-- START OF DATA FOR THIS TASK --

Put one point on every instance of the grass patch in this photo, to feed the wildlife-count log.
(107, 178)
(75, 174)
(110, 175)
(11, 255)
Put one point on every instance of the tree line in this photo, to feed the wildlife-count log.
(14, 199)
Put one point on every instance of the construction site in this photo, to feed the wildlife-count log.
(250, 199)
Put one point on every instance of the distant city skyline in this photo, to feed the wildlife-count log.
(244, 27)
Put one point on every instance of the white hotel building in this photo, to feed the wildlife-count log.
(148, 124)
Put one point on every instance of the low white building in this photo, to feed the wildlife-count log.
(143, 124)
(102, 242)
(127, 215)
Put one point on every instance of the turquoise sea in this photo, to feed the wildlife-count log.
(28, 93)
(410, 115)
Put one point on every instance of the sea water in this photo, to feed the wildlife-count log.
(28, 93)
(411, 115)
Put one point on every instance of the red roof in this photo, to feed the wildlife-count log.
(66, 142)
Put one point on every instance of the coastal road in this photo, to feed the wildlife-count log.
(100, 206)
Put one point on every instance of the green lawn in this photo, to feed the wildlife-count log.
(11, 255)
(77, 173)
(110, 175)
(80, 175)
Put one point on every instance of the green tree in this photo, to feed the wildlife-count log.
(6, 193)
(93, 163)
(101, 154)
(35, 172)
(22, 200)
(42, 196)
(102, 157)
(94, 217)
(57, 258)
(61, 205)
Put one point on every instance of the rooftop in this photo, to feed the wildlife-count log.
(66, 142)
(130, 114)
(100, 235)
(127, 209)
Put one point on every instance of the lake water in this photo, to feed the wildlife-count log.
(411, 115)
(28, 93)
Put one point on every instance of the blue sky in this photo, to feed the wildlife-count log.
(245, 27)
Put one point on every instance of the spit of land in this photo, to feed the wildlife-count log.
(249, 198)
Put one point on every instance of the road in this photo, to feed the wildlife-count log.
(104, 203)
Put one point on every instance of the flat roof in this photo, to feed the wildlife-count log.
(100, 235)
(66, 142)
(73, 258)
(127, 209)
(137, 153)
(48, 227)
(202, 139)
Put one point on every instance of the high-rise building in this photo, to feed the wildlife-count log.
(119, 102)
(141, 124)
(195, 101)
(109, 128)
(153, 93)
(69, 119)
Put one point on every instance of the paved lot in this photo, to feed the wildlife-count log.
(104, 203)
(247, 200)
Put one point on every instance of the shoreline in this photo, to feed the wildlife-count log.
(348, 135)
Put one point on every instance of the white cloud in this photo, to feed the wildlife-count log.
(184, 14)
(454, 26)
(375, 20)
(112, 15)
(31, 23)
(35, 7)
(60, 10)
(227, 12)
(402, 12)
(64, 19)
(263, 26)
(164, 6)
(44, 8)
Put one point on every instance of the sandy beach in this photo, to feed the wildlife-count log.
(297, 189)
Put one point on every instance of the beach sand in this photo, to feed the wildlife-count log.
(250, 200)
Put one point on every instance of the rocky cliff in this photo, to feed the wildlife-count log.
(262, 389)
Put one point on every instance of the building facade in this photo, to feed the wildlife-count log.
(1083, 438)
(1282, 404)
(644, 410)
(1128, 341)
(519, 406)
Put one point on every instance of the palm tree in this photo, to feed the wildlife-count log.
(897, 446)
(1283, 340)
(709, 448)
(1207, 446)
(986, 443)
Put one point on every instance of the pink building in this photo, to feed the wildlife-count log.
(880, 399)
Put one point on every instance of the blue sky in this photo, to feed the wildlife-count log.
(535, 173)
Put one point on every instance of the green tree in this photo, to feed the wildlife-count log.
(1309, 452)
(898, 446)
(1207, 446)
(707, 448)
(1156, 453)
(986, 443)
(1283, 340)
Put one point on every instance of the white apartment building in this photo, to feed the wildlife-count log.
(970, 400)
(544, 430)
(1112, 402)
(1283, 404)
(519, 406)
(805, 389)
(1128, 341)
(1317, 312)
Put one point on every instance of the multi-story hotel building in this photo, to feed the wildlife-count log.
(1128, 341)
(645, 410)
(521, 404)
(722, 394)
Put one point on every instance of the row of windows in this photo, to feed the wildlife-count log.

-- END OF DATA FOR THIS TASK --

◆ JOB
Starting at the line containing "Put one point on every instance of the palm" and continuing through the last of the lines, switch "wildlife-count log" to "species tally sheet" and leave everything else unchanged. Give only that stretch of lines.

◆ TASK SOLUTION
Put one point on every instance of the palm tree in this photo, to feed the species tally sheet.
(897, 446)
(1283, 340)
(709, 448)
(1207, 446)
(986, 443)
Put one point on every instance of the pink building in this photo, to feed the species tally sheet.
(880, 399)
Put one point on every instance of the blue sky in this photo, to feed the species tally sheet.
(535, 173)
Put one point on every instance of the green tree in this photo, to feed the species tally sheet.
(1309, 452)
(898, 446)
(1207, 446)
(707, 448)
(1156, 453)
(986, 443)
(1283, 340)
Put one point on every instance of the white apartment building in this photo, to feed the species tally sheet.
(970, 400)
(544, 430)
(1112, 402)
(1283, 404)
(519, 406)
(805, 389)
(1128, 341)
(1317, 312)
Put one point on every instance of the multi-story hotel building in this photo, to feed the species tally sheet.
(1128, 341)
(645, 410)
(521, 404)
(722, 394)
Put one point on every instance of the row of windows in this photo, to feed the species tally sheet.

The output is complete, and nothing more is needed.